### ПРЕДЛОЖЕННЫЙ ОТРЫВОК:
Венедиктов: На самом деле вопрос очень серьезный.


Явлинский: Конечно, государство должно заниматься этим делом, и должно постоянно выделять на это средства и проводить эти программы, и чиновники должны отчитываться за проведение этих программ – это абсолютно необходимо. Только делать это надо умно. Ну, например, да, я считаю, что государство должно было так сделать, чтобы все музеи для пожилых людей и для школьников были бесплатными. Да, я считаю, что государство должно выделять деньги на то, чтобы создавались музеи истории края или музеи, связанные с российской культурой, искусством – чтобы они были в нормальном состоянии, чтобы они действите6льно поддерживались, чтобы они проводили свои программы, чтобы это было агрессивно, чтобы это было в современных формах, чтобы все это распространялось. А что же в этом плохого? Это правильно. Ведь государство это механизм, который должен обслуживать граждан.


Венедиктов: Вы произнесли слово "должен"?

### ЗАПИСИ ДАННЫХ:
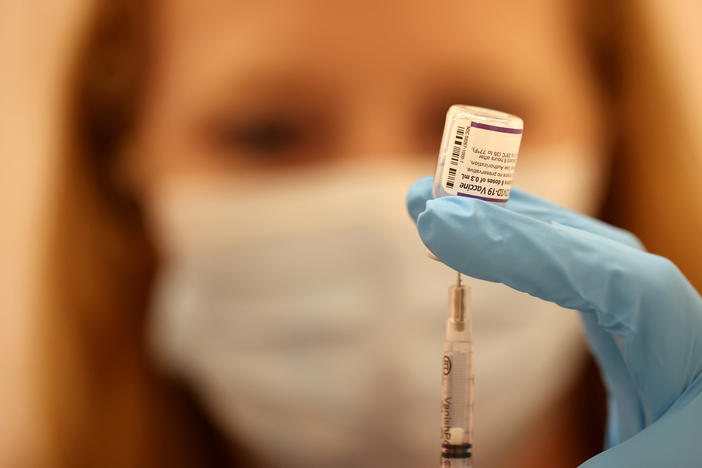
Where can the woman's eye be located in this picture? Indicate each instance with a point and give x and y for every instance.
(265, 138)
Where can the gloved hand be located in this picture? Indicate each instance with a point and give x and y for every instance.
(642, 317)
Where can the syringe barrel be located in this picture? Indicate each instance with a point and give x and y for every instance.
(457, 404)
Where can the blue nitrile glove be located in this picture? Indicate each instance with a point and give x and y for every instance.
(643, 318)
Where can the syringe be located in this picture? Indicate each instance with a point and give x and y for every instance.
(457, 382)
(477, 159)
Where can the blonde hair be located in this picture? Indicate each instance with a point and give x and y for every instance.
(104, 403)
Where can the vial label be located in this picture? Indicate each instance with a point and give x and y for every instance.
(480, 160)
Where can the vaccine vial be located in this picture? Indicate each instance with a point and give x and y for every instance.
(478, 154)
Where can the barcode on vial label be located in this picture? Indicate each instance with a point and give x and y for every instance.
(455, 155)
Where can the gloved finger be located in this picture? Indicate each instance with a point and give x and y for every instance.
(641, 298)
(674, 440)
(526, 203)
(417, 196)
(626, 413)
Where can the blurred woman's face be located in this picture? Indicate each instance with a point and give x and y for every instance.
(246, 86)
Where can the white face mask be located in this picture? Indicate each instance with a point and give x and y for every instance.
(305, 313)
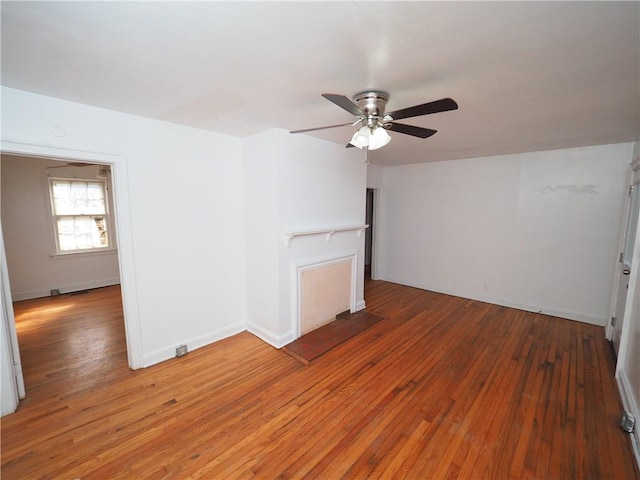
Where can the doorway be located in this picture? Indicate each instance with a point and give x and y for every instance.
(368, 242)
(26, 209)
(626, 257)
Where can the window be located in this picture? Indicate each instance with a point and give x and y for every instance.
(80, 214)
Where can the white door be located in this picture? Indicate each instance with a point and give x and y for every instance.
(11, 367)
(624, 270)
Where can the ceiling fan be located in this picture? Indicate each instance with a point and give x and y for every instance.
(369, 107)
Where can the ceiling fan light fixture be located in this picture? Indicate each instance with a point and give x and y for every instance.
(379, 138)
(361, 138)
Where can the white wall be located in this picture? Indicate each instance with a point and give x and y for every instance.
(296, 182)
(628, 365)
(537, 231)
(179, 196)
(34, 270)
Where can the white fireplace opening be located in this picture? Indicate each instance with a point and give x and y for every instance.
(324, 289)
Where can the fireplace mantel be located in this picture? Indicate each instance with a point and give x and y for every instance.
(328, 232)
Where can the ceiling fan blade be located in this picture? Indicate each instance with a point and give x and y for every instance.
(345, 103)
(442, 105)
(321, 128)
(412, 130)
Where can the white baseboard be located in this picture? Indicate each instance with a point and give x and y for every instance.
(553, 312)
(77, 287)
(169, 352)
(276, 341)
(630, 404)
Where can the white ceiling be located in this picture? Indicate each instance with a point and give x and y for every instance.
(527, 75)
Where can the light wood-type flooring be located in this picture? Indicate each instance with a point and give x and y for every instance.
(443, 387)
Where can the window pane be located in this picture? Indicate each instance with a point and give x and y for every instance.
(78, 197)
(82, 232)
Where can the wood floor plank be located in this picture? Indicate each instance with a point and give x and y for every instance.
(443, 387)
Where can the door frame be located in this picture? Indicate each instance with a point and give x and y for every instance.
(634, 170)
(123, 231)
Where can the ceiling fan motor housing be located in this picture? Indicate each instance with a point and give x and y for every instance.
(372, 103)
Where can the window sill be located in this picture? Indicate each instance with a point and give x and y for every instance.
(84, 253)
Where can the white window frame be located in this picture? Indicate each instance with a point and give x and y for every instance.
(107, 218)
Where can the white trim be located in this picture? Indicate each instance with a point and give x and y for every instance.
(299, 266)
(328, 232)
(630, 404)
(123, 230)
(167, 353)
(268, 337)
(85, 253)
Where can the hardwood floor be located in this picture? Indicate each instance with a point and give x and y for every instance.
(442, 388)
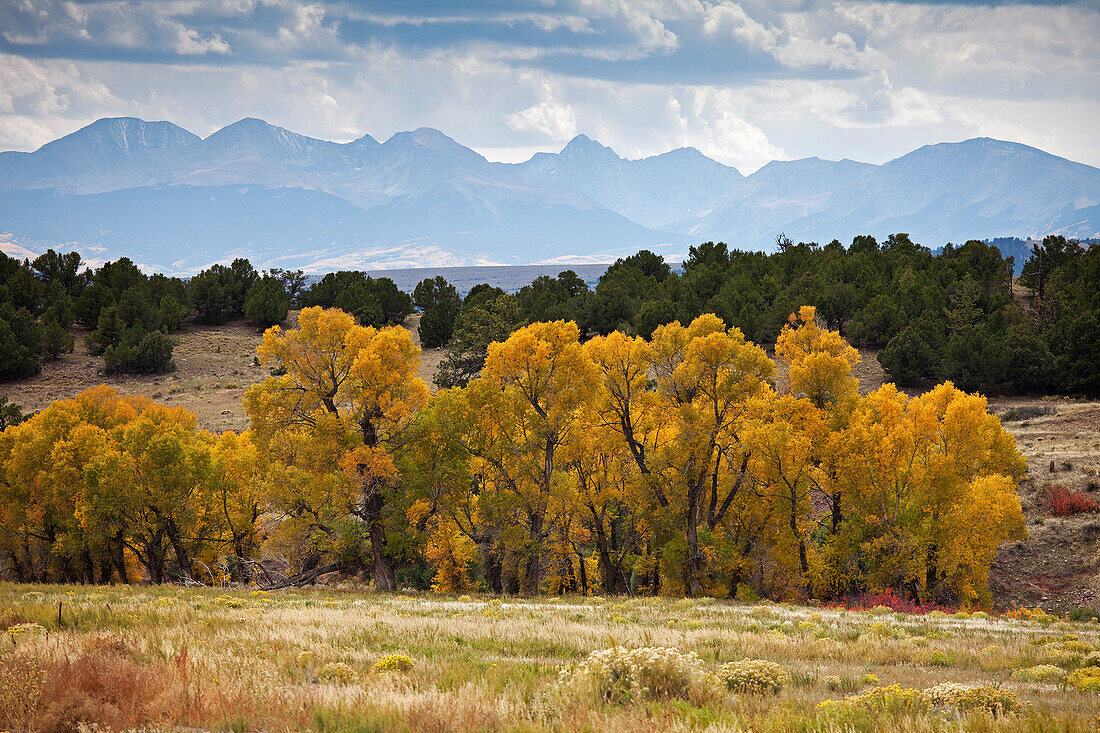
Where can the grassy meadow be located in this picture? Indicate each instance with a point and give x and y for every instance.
(341, 659)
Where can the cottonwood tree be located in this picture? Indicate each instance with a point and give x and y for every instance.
(331, 423)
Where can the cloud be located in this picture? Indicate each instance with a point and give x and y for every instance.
(551, 119)
(744, 80)
(191, 43)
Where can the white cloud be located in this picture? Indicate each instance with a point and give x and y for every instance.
(191, 43)
(848, 78)
(551, 119)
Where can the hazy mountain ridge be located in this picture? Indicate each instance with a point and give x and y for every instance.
(124, 186)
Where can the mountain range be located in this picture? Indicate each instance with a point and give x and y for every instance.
(175, 203)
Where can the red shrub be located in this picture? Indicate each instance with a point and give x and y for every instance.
(1065, 502)
(890, 600)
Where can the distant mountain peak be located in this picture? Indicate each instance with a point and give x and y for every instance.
(432, 139)
(124, 133)
(582, 145)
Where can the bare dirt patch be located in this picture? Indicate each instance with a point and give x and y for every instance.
(1058, 565)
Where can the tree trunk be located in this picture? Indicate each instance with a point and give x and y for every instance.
(383, 569)
(532, 575)
(493, 568)
(692, 587)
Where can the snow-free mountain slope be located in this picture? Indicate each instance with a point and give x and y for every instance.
(657, 192)
(128, 187)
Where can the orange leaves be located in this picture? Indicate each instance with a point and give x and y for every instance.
(821, 361)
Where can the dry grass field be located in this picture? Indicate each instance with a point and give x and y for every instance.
(333, 659)
(349, 659)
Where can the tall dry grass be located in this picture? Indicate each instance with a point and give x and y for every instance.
(305, 659)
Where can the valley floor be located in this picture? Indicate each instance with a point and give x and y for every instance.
(171, 658)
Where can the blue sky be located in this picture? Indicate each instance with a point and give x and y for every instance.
(744, 81)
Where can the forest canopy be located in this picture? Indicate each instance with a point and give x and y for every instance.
(689, 462)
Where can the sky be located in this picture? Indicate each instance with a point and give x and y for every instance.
(745, 83)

### ПОСТАВЛЕННАЯ ЗАДАЧА 1:
Ответьте по предложенному отрывку на три вопроса:
(a) Для каких посетителей, по мнению Явлинского, все музеи должны были стать бесплатными?
(b) Чем Явлинский называет государство в конце своей реплики?
(c) Какое слово Венедиктов выделяет в своем последнем вопросе?
### ПОСТАВЛЕННАЯ ЗАДАЧА 2:
Поменяйте в предложенном отрывке «чиновники» на «руководители ведомств» и перепишите всё, начиная с «Явлинский: Конечно, государство» и вплоть до «должен обслуживать граждан.».

### ПОЛНЫЙ ОТВЕТ 1:
(a) Для пожилых людей и для школьников.
(b) Механизмом, который должен обслуживать граждан.
(c) Слово «должен».

### ПОЛНЫЙ ОТВЕТ 2:
Явлинский: Конечно, государство должно заниматься этим делом, и должно постоянно выделять на это средства и проводить эти программы, и руководители ведомств должны отчитываться за проведение этих программ – это абсолютно необходимо. Только делать это надо умно. Ну, например, да, я считаю, что государство должно было так сделать, чтобы все музеи для пожилых людей и для школьников были бесплатными. Да, я считаю, что государство должно выделять деньги на то, чтобы создавались музеи истории края или музеи, связанные с российской культурой, искусством – чтобы они были в нормальном состоянии, чтобы они действите6льно поддерживались, чтобы они проводили свои программы, чтобы это было агрессивно, чтобы это было в современных формах, чтобы все это распространялось. А что же в этом плохого? Это правильно. Ведь государство это механизм, который должен обслуживать граждан.